§ What you have to do: Add -49 to every coordinate value in the answers of the data, from the line containing "TARGET = stream" through the end of the data, both ends included, and write out all of those lines again with nothing omitted. Leave the pictures out of your answer.

□ □ □ □ □

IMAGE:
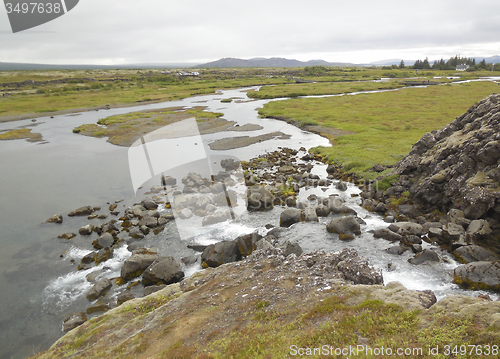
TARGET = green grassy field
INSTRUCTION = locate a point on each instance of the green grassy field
(386, 125)
(62, 90)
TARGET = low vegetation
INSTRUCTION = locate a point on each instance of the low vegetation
(384, 125)
(24, 133)
(210, 317)
(124, 130)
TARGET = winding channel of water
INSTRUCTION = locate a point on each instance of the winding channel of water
(39, 282)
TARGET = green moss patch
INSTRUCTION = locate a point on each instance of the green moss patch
(124, 130)
(384, 126)
(20, 134)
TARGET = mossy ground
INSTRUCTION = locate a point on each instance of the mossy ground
(210, 317)
(385, 125)
(24, 133)
(124, 130)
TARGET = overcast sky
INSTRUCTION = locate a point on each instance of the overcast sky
(198, 31)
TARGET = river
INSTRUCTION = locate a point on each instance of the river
(39, 282)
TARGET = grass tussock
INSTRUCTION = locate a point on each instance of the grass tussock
(386, 125)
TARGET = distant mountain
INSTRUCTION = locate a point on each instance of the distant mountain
(490, 60)
(15, 66)
(389, 62)
(269, 62)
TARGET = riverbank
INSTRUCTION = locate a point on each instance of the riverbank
(272, 305)
(321, 282)
(382, 127)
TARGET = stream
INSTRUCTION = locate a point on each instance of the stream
(39, 281)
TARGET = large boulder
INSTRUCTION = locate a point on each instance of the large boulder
(289, 248)
(478, 275)
(86, 230)
(259, 199)
(106, 240)
(477, 230)
(344, 225)
(289, 216)
(82, 211)
(217, 217)
(247, 243)
(407, 228)
(387, 234)
(474, 253)
(99, 289)
(308, 214)
(56, 218)
(164, 270)
(457, 168)
(137, 263)
(149, 204)
(359, 271)
(425, 256)
(74, 320)
(222, 252)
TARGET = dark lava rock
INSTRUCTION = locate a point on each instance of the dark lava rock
(99, 289)
(358, 270)
(308, 214)
(56, 218)
(396, 250)
(344, 225)
(106, 240)
(259, 199)
(387, 234)
(149, 204)
(247, 242)
(153, 288)
(164, 270)
(137, 263)
(74, 320)
(474, 253)
(289, 248)
(86, 230)
(425, 256)
(103, 255)
(222, 252)
(289, 216)
(477, 230)
(478, 275)
(216, 218)
(67, 235)
(82, 211)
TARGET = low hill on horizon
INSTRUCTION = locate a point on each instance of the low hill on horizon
(270, 62)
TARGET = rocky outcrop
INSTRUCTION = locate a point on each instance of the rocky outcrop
(458, 166)
(453, 171)
(82, 211)
(344, 226)
(99, 289)
(309, 294)
(74, 320)
(56, 218)
(137, 263)
(478, 275)
(164, 270)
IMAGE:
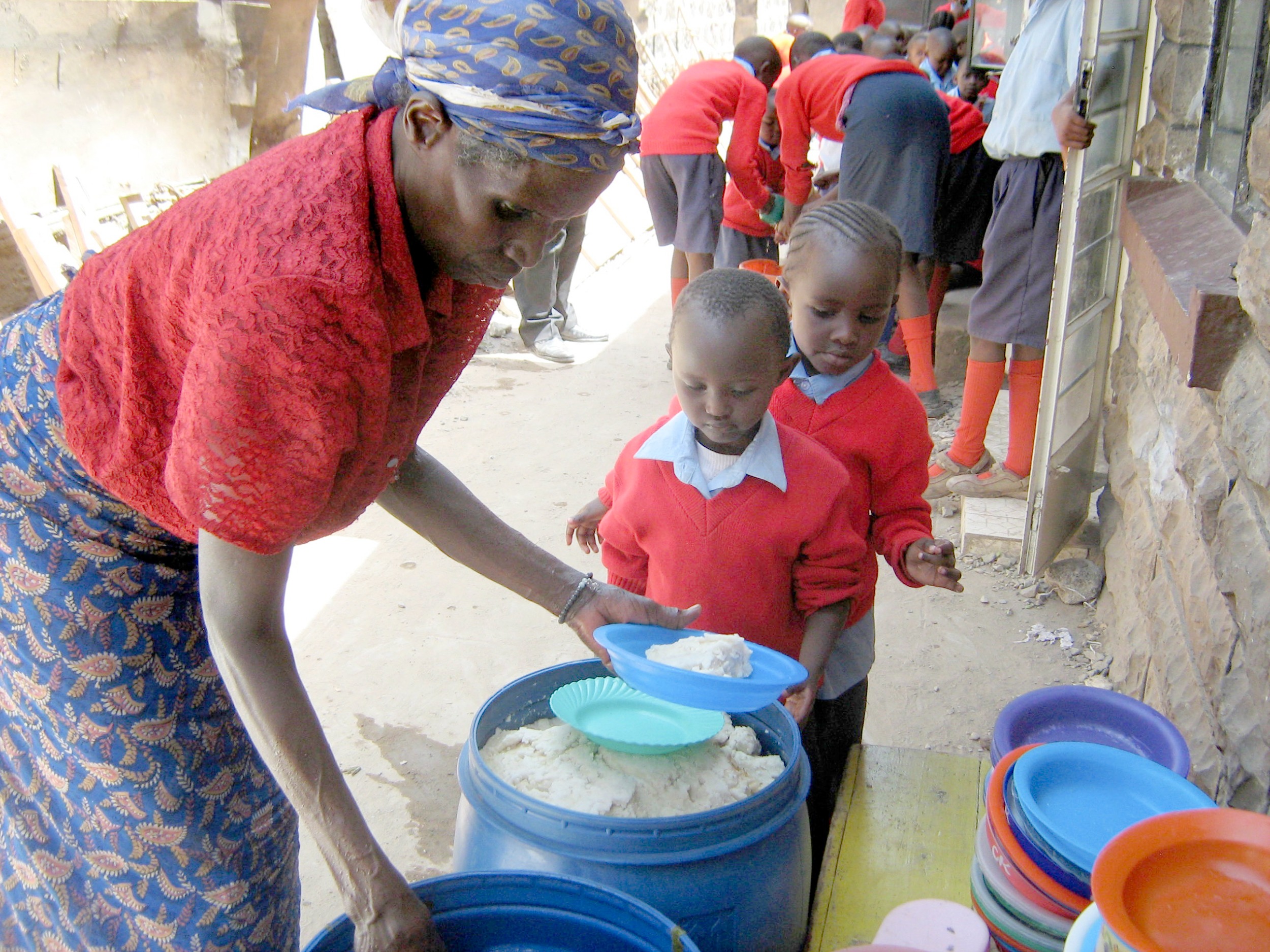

□ □ □ □ □

§ Exercise output:
TARGET = stream
INSTRUCTION = locate a point on each instance of the stream
(-10, 232)
TARGET = large boulder
INSTRUCTION = locate a point on each instance of the large boulder
(240, 199)
(429, 226)
(37, 181)
(210, 150)
(57, 191)
(428, 181)
(295, 176)
(240, 167)
(33, 162)
(168, 168)
(198, 194)
(358, 179)
(338, 185)
(425, 204)
(50, 240)
(259, 165)
(7, 169)
(115, 221)
(408, 119)
(88, 214)
(100, 155)
(310, 222)
(376, 207)
(25, 271)
(173, 203)
TARGET = dark lava rock
INSTRUCTION = locate a point on each instance of the dark lava rock
(50, 240)
(309, 221)
(259, 165)
(7, 169)
(347, 201)
(295, 176)
(57, 191)
(210, 150)
(338, 185)
(100, 155)
(198, 193)
(104, 239)
(115, 221)
(88, 214)
(25, 271)
(425, 204)
(240, 199)
(37, 181)
(376, 207)
(54, 206)
(173, 203)
(240, 167)
(428, 181)
(429, 226)
(167, 169)
(18, 186)
(33, 162)
TARGET = low hill on horizon
INSTRUCTION = locate a point on each instance of the low hill on horizon
(221, 13)
TARGET = rocky outcrop
INSTRUCTION = locate a point on each instance of the rocky outcrop
(409, 117)
(404, 122)
(33, 162)
(295, 177)
(50, 240)
(260, 245)
(25, 271)
(7, 169)
(88, 214)
(429, 226)
(115, 221)
IMAGE:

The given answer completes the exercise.